SOURCE DOCUMENT ▸

○ ○ ○ ○ ○ ○ ○

One type of an ink jet printhead includes an array of precisely formed nozzles in an orifice plate. The orifice plate can be attached to an ink barrier layer which can be attached to a film substructure that implements ink firing heater resistors and circuitry for enabling the resistors. The ink barrier layer can define ink channels including ink chambers disposed over the associated ink firing resistors, and the nozzles in the orifice plate can be aligned with associated ink chambers.
An ink jet printhead can be fabricated using a complementary metal-oxide-semiconductor (CMOS) process, which can be referred to as a jet metal-oxide-semiconductor (JetMOS) process when used to create an ink jet printhead die. The integrated circuits (ICs) or dies used in the ink jet printhead can be fabricated using various layers and material to make electrical circuit components and provide specific functions for the printhead. Layers can include metal layers for capacitors and connecting circuits, dielectric or insulation layers for capacitors and transistors and electrical insulation between conducting layers, diffusion layers for forming transistors, protection or passivation layers to protect the circuit from the environment, and/or a resistive layer for heat generation.
Thermal ink jet printheads with a high nozzle density, such as 1200 nozzles per column inch, may not allow for sufficient room for return traces to be routed between adjacent resistors. In such instances, the return trace and/or ground plane is located below the resistors themselves and may be separated from the resistors by a dielectric layer. One or more vias in the dielectric layer may be used to connect the resistor trace to the return path. However, the vias am located close to the ink feed slot and may need to be protected from ink attack. Further, the via formation can lead to topography in the overlaying dielectric layers. The overlaying dielectric layers can, therefore, be prone to cracking, particularly when brittle material are used. The typical film above this region can be a thin dielectric layer and the anticavition film.

○ ○ ○ ○ ○ ○ ○

DATA ROWS ▸
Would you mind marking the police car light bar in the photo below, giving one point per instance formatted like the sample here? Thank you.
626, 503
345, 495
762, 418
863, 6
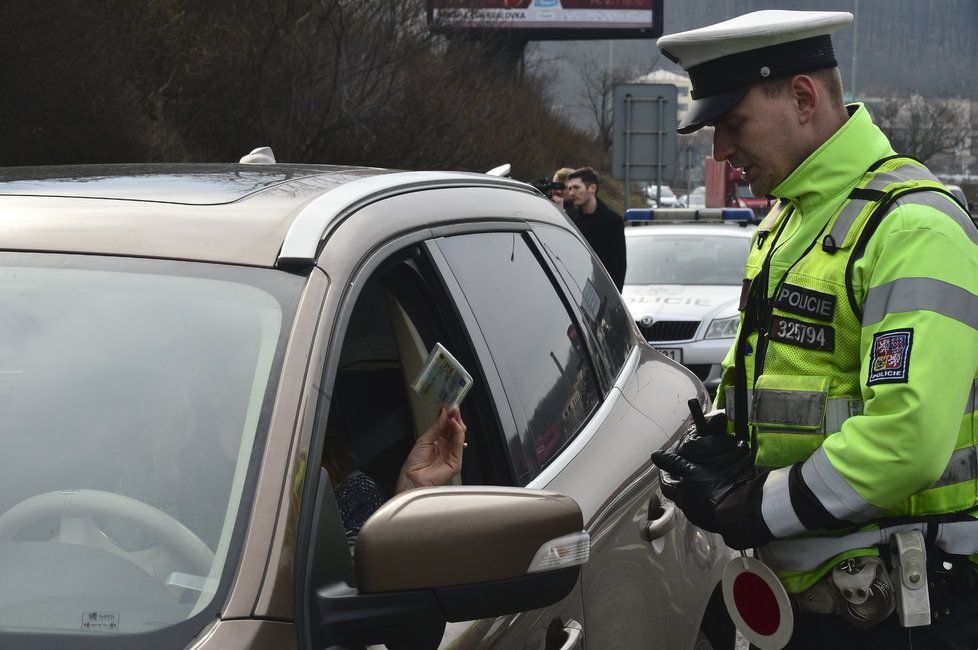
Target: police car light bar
638, 216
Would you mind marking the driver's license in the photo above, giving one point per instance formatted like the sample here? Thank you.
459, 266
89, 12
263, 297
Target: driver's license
442, 381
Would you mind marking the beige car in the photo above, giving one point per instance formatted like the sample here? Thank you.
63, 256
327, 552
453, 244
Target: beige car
184, 349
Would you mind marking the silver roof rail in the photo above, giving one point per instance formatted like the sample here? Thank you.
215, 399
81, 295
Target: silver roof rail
319, 216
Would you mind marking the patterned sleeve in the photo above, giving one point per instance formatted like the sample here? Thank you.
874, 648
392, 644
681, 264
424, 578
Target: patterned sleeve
358, 498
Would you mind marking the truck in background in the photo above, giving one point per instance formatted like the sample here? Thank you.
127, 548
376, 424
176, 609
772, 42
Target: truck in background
726, 188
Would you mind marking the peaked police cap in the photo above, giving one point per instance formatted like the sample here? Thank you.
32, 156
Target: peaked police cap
724, 59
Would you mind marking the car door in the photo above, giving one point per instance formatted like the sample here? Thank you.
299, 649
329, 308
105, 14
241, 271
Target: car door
360, 378
592, 441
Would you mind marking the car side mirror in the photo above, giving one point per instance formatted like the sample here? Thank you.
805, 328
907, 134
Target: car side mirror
434, 555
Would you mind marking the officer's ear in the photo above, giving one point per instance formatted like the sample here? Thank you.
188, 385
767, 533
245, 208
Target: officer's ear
805, 97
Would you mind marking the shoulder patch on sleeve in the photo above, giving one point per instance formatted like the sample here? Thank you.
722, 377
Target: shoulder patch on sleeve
889, 360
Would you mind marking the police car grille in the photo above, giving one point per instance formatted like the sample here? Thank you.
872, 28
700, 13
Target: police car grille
670, 330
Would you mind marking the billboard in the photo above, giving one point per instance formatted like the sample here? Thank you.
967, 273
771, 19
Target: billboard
549, 19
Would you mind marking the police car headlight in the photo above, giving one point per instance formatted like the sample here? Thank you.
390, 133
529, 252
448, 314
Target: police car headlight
723, 328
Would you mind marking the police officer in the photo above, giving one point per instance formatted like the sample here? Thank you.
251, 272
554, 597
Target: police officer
851, 389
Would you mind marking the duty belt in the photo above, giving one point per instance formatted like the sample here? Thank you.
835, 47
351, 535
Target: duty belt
810, 552
920, 585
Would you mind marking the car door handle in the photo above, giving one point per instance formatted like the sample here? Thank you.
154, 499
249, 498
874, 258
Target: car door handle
662, 524
574, 635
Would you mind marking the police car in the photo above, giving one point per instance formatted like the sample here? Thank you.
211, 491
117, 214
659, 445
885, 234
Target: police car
682, 287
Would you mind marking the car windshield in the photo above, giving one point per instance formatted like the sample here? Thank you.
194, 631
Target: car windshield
134, 394
686, 259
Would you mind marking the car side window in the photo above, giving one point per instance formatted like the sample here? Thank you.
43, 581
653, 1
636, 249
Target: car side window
536, 344
600, 304
374, 417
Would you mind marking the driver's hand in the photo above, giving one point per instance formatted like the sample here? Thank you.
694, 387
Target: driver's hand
436, 457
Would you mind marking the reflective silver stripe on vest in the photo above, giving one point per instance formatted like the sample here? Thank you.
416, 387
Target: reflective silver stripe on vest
807, 553
776, 508
963, 467
797, 408
916, 294
833, 491
944, 203
852, 209
837, 411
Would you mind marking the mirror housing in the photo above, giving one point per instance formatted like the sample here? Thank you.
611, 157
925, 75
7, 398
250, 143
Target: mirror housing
433, 555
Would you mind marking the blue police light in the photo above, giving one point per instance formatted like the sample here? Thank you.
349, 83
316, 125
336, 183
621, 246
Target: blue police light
738, 214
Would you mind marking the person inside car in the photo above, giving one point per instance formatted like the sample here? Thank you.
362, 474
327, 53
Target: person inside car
435, 459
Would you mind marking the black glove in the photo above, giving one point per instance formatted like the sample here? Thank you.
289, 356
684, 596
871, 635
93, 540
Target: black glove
713, 502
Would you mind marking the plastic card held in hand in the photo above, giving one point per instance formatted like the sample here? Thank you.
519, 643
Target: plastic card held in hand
442, 381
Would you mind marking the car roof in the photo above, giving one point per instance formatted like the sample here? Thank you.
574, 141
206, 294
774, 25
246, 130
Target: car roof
696, 229
260, 215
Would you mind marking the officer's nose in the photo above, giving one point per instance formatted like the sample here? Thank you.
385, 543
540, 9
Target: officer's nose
722, 144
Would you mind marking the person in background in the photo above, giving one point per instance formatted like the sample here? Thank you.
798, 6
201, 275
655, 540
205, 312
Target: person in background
562, 197
602, 227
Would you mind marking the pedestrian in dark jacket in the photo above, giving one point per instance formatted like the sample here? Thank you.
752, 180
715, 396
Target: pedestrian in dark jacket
601, 226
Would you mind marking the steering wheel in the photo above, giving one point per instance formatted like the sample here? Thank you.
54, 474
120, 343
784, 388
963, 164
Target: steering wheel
179, 547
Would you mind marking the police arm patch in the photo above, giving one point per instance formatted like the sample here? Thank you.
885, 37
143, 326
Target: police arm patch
889, 360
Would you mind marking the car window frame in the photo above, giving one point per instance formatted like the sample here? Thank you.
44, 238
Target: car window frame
333, 327
606, 374
503, 371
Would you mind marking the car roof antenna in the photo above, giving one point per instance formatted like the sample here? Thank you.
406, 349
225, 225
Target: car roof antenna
259, 156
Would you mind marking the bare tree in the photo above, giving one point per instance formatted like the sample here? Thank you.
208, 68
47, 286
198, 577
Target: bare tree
925, 127
598, 95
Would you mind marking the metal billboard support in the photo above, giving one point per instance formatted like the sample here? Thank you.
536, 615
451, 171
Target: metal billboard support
644, 143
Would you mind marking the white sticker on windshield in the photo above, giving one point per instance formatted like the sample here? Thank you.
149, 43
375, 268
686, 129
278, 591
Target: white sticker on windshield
100, 621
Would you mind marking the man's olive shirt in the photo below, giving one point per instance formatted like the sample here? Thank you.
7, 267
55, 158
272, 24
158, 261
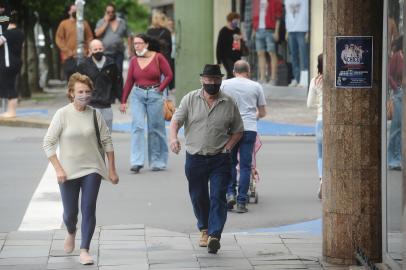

○ ○ ○ ○ ○ ○ ○

SET PROBLEM ▸
Decide whether each statement below agrees with the text on ink jet printheads, answering yes or no and quoting the deciding words from the text. 1. A JetMOS process is a CMOS process used to create an ink jet printhead die. 2. In printheads with high nozzle density, the return trace is routed between adjacent resistors. 3. Passivation layers are the layers used for heat generation.

WRITTEN REPLY ▸
1. Yes: "which can be referred to as a jet metal-oxide-semiconductor (JetMOS) process when used to create an ink jet printhead die"
2. No: "the return trace and/or ground plane is located below the resistors themselves"
3. No: "protection or passivation layers to protect the circuit from the environment, and/or a resistive layer for heat generation"